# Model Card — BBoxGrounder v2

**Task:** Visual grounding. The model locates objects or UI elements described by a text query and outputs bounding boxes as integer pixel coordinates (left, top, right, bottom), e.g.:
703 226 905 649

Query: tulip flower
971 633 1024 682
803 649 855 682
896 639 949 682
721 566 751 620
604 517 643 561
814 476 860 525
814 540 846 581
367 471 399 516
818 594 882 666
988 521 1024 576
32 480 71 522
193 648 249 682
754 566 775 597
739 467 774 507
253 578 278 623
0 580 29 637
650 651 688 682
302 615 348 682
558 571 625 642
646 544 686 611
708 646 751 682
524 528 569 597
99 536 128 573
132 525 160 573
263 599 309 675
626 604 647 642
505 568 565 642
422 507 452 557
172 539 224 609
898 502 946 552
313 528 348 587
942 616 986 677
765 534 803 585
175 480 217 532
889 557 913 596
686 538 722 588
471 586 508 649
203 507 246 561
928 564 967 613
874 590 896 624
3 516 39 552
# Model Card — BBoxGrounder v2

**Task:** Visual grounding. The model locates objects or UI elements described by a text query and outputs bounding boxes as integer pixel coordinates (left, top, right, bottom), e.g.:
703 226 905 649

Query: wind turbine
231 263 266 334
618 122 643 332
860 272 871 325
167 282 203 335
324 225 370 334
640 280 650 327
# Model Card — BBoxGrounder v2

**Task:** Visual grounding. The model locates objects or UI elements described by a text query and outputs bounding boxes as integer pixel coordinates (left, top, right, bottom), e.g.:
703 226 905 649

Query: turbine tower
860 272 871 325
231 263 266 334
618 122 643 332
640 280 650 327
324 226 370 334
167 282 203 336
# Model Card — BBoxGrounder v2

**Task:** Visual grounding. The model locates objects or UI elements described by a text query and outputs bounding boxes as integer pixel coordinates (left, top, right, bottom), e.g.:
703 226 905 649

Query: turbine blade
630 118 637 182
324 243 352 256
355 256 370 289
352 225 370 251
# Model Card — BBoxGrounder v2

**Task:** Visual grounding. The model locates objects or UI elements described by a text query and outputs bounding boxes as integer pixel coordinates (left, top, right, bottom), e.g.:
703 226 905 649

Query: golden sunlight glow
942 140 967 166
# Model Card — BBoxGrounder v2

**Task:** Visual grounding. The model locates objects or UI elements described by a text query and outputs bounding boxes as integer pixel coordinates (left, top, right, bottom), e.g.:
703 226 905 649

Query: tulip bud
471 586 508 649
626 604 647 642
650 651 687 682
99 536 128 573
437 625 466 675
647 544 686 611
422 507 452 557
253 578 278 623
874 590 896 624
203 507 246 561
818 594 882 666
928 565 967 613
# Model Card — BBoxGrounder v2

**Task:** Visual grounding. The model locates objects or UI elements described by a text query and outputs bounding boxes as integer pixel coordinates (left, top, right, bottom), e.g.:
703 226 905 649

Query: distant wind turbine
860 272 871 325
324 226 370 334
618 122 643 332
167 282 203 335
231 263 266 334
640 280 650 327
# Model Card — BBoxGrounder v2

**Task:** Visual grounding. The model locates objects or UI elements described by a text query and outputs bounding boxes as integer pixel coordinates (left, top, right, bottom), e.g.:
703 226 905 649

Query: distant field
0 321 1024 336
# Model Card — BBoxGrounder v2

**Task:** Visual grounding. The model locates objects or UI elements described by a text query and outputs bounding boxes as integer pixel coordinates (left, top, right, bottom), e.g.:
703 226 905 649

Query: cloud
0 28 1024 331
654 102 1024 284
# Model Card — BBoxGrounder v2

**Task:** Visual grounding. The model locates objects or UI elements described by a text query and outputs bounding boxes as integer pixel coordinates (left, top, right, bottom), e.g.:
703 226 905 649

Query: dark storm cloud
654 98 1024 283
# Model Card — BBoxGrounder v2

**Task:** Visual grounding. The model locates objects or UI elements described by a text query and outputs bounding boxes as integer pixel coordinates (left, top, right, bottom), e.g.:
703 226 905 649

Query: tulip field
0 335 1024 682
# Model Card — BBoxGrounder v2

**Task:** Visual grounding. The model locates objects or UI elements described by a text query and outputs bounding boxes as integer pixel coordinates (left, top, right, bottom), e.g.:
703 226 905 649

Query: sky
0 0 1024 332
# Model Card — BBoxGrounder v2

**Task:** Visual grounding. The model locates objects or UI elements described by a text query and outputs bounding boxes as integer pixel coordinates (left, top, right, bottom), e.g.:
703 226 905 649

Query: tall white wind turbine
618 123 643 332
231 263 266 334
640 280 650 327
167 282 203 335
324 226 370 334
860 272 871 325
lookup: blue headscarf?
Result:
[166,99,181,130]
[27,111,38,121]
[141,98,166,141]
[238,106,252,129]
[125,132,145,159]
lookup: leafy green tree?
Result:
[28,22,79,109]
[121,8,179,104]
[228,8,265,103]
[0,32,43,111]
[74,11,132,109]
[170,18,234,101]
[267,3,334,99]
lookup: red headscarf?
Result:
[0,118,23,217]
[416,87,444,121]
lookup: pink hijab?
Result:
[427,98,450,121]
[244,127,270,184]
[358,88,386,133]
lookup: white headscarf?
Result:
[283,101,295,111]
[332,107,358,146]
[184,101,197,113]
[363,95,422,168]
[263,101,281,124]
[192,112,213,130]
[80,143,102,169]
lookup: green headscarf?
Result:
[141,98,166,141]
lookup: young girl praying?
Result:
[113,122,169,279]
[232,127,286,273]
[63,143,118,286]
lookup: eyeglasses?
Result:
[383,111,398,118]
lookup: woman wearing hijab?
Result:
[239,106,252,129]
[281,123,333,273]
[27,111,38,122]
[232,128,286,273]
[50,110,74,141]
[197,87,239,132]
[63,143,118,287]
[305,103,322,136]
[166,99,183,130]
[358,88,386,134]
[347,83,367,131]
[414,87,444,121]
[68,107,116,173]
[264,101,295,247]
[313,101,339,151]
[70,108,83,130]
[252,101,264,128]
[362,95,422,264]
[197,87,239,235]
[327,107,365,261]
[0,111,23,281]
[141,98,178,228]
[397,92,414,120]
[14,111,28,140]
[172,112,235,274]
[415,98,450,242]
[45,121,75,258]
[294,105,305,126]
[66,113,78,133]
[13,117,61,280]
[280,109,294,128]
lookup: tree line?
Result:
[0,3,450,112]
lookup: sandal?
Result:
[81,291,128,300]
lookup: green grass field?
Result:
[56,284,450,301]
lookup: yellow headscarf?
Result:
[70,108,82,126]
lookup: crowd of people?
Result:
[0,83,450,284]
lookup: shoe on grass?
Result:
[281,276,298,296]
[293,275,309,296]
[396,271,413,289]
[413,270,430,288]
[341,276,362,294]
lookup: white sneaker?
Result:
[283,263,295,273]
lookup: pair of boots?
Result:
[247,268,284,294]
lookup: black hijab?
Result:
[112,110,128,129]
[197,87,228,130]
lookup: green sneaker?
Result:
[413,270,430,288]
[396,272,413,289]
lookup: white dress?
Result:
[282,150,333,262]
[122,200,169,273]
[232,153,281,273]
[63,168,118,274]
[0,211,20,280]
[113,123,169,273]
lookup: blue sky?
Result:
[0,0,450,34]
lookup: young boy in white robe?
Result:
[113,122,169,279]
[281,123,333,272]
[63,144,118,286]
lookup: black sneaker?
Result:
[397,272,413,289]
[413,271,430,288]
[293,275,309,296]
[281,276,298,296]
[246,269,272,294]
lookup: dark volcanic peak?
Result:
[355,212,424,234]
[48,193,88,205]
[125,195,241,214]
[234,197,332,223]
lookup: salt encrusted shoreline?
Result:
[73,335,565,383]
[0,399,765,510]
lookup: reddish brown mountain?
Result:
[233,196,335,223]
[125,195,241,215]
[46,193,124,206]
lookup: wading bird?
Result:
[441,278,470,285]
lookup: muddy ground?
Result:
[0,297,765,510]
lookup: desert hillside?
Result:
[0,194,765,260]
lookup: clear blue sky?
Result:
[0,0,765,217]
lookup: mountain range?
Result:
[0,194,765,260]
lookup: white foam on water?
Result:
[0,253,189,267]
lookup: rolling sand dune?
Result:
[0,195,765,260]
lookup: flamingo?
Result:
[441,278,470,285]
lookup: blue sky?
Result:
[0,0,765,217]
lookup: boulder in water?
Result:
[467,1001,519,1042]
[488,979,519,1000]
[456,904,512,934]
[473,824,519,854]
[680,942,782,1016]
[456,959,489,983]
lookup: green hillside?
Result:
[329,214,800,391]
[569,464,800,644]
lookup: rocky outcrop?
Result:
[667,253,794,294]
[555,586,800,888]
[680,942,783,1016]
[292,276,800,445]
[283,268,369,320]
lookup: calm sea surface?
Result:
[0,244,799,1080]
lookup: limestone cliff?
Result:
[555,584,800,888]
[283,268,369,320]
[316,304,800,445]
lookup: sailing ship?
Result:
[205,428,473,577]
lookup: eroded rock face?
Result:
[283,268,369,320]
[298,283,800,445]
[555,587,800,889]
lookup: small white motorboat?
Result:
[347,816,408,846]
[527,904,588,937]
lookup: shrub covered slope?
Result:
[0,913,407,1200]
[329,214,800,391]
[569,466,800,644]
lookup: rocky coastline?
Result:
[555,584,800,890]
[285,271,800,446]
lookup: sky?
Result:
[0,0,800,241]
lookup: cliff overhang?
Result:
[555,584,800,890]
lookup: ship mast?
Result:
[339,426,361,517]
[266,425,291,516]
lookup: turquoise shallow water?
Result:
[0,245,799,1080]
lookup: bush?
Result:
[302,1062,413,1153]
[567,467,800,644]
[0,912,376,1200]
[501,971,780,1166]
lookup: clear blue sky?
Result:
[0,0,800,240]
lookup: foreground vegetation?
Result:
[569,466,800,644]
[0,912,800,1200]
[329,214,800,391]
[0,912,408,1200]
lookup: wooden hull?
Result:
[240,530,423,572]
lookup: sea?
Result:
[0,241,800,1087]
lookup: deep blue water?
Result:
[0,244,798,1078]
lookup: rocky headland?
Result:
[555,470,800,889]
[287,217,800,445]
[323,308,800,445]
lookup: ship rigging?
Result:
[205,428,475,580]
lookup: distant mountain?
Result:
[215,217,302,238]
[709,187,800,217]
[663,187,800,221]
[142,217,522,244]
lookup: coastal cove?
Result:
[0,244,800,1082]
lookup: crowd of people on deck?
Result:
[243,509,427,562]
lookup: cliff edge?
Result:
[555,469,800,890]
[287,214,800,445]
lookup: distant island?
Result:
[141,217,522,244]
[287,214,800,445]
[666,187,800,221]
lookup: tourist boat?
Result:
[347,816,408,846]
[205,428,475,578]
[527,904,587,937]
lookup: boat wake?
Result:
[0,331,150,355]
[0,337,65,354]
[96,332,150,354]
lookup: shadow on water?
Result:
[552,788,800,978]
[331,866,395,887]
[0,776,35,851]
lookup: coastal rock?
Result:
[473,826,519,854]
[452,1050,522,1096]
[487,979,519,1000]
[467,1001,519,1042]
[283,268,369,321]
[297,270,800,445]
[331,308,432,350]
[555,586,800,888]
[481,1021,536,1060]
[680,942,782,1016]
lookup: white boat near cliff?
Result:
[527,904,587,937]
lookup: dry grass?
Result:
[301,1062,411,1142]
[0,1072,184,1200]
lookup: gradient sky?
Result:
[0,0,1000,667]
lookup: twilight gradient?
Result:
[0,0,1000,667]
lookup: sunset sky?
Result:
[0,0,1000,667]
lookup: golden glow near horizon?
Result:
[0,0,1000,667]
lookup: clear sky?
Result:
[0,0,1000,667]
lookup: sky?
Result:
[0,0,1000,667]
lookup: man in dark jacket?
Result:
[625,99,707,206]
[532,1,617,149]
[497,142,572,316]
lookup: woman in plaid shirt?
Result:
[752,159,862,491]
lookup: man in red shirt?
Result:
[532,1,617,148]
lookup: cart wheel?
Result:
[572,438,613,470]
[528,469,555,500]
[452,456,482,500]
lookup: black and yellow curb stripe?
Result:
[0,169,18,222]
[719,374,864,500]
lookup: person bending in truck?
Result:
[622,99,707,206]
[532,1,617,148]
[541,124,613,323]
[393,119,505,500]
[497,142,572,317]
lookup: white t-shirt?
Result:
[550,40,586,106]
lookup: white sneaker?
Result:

Aim — Rewrite everything in the items above, from the first line through the line that contains "524 528 569 597", as a numbered list with blank lines left out.

Output —
1. # Model Card — BBoxGrounder v2
2. **Task:** Visual grounding. The model locates objects or UI elements described by a text query and outputs bounding boxes as integer pixel coordinates (left, top, right, bottom), e.g.:
3. 703 226 905 649
4. Query: tulip flower
5. 971 633 1024 682
6. 803 649 855 682
7. 896 639 949 682
8. 721 566 751 620
9. 604 517 643 561
10. 814 476 860 525
11. 814 540 846 581
12. 367 471 399 516
13. 818 594 882 666
14. 988 521 1024 576
15. 32 480 71 522
16. 193 648 249 682
17. 754 566 775 597
18. 739 467 774 507
19. 253 578 278 623
20. 0 580 29 637
21. 650 651 688 682
22. 302 615 348 682
23. 558 571 625 642
24. 646 544 686 611
25. 708 646 751 682
26. 524 528 569 597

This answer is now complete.